◆ Exercise requirements
Reproduce exactly the lines from the line containing "Where can you spot the wooden" through the end of the records below, including both ends, and nothing else.

[Stored records]
----------

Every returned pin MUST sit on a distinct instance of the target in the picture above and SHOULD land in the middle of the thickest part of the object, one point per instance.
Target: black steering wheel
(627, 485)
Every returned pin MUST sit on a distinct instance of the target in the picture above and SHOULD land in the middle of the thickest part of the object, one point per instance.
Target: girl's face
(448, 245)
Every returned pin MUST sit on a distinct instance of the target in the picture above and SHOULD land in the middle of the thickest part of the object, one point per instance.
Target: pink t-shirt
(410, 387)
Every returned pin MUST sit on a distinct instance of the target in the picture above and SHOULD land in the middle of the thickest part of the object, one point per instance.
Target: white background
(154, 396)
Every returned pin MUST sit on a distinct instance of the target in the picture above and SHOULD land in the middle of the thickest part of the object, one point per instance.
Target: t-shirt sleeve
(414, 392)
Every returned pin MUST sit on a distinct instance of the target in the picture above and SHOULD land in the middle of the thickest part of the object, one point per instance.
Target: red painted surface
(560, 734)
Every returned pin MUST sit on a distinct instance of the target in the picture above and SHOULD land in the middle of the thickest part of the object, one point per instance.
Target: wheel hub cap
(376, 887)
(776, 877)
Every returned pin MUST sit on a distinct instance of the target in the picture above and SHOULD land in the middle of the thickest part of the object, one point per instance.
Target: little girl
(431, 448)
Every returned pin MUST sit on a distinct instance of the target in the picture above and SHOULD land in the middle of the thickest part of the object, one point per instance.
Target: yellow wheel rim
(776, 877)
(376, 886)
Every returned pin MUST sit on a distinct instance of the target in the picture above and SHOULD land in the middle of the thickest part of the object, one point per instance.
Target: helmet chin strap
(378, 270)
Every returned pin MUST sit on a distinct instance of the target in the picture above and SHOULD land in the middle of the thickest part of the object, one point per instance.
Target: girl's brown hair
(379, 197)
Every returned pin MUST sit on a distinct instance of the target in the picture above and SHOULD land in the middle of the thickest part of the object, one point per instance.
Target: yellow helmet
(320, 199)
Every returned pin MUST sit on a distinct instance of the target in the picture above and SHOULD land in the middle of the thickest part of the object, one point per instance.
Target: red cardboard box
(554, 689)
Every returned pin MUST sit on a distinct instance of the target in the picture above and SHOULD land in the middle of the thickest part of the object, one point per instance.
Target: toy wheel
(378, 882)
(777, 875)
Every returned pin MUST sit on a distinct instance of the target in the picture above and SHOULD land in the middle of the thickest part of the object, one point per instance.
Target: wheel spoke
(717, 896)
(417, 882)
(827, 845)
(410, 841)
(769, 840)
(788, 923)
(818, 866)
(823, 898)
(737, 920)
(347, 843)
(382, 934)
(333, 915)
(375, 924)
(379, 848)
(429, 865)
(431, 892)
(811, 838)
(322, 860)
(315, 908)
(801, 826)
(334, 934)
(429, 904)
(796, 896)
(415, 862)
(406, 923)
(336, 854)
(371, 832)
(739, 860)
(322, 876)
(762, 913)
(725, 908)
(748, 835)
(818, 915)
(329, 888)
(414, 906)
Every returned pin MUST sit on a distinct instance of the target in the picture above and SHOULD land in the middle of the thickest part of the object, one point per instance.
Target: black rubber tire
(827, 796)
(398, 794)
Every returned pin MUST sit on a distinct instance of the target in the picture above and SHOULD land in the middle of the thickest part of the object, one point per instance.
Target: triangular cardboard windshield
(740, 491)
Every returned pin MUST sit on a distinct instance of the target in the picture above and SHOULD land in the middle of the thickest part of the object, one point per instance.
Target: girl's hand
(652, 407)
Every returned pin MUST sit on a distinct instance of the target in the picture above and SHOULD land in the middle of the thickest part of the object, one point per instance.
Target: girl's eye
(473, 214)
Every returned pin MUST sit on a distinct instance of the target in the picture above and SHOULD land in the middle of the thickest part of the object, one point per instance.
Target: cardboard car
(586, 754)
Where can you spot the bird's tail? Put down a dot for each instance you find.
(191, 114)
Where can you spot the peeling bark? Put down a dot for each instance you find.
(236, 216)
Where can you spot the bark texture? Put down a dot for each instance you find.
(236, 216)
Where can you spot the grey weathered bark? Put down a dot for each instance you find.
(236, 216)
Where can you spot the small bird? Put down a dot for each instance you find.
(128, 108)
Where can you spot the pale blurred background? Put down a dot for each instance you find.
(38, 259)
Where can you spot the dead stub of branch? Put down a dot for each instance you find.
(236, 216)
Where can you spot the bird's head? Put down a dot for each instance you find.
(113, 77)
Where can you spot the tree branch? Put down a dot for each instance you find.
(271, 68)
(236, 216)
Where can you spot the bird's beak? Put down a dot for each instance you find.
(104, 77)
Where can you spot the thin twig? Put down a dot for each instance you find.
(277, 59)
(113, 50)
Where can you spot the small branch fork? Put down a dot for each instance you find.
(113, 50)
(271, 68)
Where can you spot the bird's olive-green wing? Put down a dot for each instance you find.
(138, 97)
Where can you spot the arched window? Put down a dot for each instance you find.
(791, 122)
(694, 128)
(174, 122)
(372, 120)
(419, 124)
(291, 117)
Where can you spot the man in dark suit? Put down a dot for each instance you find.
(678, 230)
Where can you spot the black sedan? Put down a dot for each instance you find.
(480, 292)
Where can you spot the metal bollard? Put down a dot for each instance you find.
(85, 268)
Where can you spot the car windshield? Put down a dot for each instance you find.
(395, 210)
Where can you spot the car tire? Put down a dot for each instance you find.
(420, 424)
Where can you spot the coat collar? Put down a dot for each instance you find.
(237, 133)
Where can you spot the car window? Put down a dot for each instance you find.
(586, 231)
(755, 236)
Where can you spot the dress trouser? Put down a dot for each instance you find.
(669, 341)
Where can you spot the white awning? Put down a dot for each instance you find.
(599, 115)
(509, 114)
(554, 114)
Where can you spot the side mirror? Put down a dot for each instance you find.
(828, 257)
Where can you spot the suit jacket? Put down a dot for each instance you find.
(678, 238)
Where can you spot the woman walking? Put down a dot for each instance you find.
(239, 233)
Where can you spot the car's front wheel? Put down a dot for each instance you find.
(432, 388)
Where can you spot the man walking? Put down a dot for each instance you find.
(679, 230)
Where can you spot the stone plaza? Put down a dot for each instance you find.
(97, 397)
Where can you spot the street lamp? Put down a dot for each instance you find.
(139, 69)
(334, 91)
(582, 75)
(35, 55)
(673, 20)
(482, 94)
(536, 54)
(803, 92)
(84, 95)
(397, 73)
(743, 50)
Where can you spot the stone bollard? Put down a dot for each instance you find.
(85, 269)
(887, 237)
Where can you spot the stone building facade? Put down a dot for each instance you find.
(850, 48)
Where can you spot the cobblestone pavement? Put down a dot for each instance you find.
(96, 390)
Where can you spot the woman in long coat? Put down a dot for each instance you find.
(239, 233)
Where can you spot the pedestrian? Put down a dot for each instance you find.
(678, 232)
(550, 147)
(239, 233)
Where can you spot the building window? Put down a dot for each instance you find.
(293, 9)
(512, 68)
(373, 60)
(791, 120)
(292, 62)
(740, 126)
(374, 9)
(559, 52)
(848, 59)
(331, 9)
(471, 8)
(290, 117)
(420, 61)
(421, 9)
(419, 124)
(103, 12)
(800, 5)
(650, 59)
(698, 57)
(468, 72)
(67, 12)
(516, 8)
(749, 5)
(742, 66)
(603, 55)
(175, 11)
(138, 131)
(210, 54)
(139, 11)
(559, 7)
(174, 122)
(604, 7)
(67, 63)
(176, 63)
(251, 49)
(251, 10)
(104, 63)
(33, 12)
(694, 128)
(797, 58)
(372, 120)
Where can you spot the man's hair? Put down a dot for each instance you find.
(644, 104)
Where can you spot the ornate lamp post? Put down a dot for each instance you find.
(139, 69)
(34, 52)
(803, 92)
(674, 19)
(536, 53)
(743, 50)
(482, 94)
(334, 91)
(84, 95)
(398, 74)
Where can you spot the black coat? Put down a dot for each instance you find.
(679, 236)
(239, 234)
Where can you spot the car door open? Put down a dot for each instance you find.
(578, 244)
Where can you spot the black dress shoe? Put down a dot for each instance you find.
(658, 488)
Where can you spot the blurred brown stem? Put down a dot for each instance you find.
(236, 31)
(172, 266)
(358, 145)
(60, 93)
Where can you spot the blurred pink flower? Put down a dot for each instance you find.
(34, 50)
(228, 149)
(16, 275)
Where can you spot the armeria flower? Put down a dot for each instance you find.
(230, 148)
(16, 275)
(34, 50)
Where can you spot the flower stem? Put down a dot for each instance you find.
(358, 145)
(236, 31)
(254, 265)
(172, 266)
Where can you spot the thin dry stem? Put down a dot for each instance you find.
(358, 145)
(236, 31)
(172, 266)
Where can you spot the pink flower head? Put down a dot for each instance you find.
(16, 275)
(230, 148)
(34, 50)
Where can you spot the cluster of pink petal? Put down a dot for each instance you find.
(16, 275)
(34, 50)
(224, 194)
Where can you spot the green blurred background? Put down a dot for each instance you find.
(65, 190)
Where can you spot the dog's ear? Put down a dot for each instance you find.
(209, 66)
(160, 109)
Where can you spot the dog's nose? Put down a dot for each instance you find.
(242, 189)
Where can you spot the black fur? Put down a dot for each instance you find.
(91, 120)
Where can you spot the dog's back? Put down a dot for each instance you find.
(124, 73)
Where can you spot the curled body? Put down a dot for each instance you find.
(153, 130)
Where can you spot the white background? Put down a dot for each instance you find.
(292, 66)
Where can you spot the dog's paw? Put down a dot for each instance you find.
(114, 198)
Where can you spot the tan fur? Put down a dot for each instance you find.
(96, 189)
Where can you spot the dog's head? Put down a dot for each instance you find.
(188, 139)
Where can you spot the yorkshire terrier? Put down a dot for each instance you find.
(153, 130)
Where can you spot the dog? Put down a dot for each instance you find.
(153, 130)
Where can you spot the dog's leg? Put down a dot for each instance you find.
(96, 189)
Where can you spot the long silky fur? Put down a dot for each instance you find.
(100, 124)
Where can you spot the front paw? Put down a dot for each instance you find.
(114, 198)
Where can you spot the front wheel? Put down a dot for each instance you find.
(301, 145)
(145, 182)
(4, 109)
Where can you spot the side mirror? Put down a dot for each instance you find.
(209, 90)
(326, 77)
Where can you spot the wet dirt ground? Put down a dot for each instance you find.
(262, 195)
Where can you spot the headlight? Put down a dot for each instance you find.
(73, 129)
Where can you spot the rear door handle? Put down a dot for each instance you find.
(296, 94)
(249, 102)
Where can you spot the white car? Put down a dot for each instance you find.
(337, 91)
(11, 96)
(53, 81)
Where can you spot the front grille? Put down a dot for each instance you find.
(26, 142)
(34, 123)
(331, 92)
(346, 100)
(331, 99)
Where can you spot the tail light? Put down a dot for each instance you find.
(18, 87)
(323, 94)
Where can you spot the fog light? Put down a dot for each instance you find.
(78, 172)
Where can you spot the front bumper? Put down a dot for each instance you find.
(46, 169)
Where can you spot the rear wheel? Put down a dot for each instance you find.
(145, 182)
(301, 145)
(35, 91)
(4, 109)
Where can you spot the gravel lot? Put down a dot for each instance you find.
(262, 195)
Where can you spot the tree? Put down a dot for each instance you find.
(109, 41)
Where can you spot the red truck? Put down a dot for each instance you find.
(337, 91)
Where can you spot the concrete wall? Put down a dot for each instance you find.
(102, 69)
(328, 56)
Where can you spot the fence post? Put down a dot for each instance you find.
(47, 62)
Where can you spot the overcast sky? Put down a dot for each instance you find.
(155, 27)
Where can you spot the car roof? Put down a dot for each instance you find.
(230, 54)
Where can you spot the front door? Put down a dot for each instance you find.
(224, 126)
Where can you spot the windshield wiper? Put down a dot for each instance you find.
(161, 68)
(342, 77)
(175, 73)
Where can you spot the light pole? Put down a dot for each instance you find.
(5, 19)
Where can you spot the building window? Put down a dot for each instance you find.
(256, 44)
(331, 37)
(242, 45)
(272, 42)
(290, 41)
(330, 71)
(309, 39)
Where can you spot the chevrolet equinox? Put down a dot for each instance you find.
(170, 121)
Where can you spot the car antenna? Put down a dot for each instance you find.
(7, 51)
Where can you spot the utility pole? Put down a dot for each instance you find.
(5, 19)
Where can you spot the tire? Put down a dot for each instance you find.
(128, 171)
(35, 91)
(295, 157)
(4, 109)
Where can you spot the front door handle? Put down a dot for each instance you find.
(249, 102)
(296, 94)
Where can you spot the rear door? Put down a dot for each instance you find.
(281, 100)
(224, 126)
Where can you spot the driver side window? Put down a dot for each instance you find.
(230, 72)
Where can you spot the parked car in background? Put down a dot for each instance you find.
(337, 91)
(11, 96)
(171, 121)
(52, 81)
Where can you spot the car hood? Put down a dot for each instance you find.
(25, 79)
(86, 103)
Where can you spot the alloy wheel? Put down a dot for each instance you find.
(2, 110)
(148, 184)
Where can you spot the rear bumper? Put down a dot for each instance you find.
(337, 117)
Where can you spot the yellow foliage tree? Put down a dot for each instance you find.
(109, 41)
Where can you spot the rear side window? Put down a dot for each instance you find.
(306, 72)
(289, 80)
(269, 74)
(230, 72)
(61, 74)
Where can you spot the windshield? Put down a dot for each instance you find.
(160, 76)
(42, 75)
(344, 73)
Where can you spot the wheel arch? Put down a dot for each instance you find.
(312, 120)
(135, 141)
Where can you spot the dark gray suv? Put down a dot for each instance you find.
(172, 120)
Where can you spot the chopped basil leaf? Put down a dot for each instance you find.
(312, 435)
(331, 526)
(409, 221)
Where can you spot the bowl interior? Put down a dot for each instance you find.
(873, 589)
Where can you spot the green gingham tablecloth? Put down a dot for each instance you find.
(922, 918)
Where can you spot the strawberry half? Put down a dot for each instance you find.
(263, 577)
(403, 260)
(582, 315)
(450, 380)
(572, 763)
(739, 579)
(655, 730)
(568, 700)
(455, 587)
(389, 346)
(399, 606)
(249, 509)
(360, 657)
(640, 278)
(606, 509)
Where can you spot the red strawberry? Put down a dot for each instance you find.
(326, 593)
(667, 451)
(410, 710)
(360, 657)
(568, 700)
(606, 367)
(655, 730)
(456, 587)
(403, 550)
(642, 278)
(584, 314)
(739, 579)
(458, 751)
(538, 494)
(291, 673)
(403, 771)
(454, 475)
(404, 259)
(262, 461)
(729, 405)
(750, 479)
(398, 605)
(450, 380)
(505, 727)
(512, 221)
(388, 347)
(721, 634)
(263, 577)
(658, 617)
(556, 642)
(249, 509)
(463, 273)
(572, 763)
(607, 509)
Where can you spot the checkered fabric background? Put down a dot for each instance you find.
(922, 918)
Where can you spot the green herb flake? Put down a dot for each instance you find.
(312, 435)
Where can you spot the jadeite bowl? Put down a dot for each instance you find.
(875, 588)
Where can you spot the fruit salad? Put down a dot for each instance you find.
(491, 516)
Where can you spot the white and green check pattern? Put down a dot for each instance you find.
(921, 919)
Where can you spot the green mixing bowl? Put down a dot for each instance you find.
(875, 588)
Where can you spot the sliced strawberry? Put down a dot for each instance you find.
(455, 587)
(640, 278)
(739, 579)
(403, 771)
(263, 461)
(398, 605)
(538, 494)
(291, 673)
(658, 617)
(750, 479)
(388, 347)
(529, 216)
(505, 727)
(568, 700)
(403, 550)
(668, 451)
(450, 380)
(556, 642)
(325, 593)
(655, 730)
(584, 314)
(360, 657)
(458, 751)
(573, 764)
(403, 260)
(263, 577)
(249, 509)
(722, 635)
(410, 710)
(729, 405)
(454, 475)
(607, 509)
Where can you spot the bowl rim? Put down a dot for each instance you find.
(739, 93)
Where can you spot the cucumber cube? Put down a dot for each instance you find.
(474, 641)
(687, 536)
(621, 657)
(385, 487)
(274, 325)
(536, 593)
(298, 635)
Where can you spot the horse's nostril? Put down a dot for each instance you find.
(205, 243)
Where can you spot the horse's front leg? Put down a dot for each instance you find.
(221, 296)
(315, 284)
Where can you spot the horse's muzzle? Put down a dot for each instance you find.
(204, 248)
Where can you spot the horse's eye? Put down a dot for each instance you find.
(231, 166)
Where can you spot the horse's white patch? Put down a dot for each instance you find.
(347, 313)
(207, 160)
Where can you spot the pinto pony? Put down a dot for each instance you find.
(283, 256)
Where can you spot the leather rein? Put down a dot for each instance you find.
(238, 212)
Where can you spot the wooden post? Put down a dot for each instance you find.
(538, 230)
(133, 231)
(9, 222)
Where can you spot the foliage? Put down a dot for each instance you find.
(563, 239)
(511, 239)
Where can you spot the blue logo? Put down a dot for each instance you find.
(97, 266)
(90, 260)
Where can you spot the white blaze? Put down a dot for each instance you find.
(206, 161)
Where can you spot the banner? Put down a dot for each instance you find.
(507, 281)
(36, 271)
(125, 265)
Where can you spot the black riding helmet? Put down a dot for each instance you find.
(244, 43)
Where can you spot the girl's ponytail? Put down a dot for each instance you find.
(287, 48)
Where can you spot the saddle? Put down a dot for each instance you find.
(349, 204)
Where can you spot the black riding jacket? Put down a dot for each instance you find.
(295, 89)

----------

◆ Final answer
Where can you spot the wooden post? Put down a dot for each instance you find.
(538, 230)
(133, 231)
(9, 222)
Where can you spot the foliage? Put down a dot for each instance you find.
(563, 239)
(511, 239)
Where can you spot the blue logo? Put down a dot for each instance you find.
(97, 266)
(90, 260)
Where can you spot the white blaze? Put down a dot for each instance you find.
(206, 161)
Where can you spot the banner? Put down a dot for each instance you find.
(507, 281)
(36, 271)
(125, 265)
Where can you spot the black riding helmet? Put down a dot for each instance you find.
(244, 43)
Where can you spot the girl's ponytail? Put down a dot for each instance you find.
(287, 48)
Where can you spot the saddle? Put down a dot for each instance you find.
(349, 204)
Where can you spot the black riding jacket? Put down a dot for each instance you find.
(295, 89)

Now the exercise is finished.